GOAL -> Rewrite the listing below, swapping "flower stem" for "plant stem" and changing nothing else. Leave the pictures out of your answer.

— Start of MATERIAL FOR THE TASK —

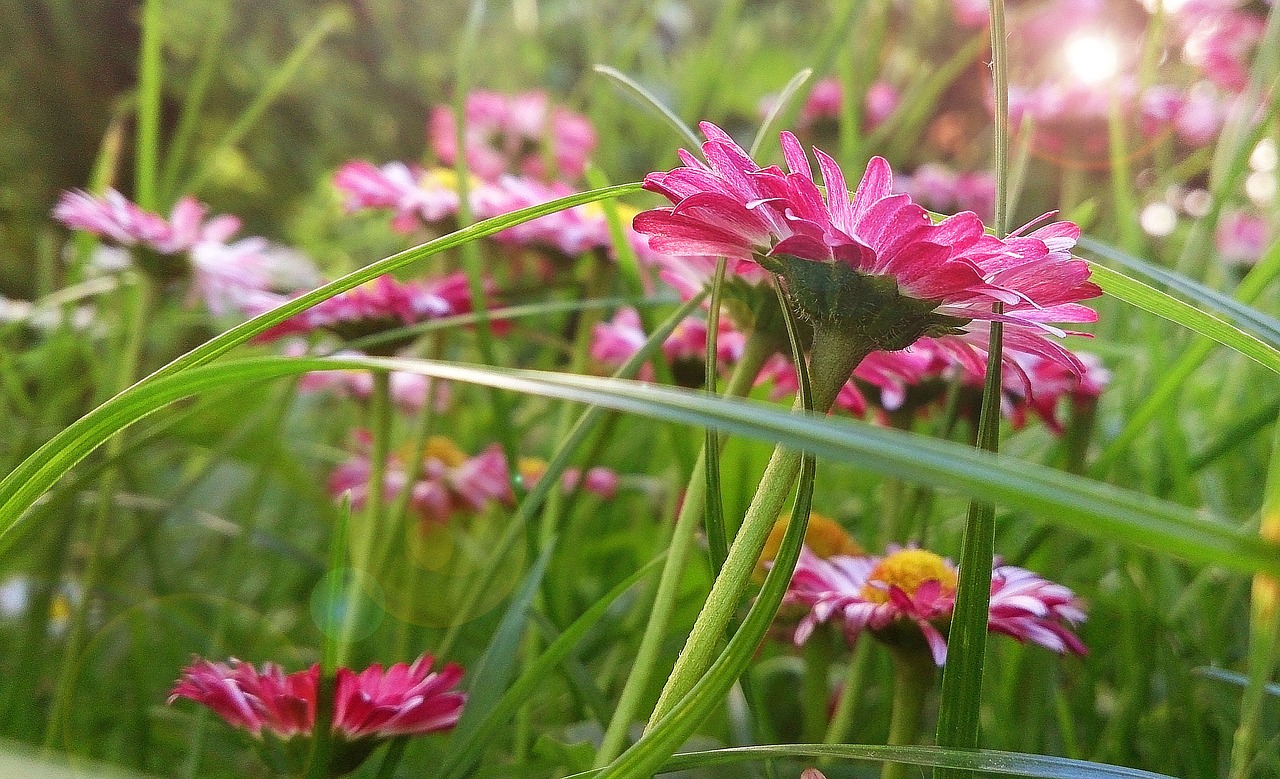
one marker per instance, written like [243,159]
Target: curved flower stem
[837,732]
[816,687]
[833,358]
[759,347]
[913,679]
[961,681]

— End of MATERIAL FOR THE TASK —

ANSWER TO THIS TASK ->
one marker per instance, written like [243,159]
Target: curved plant stem
[837,732]
[816,687]
[833,358]
[759,347]
[913,679]
[961,681]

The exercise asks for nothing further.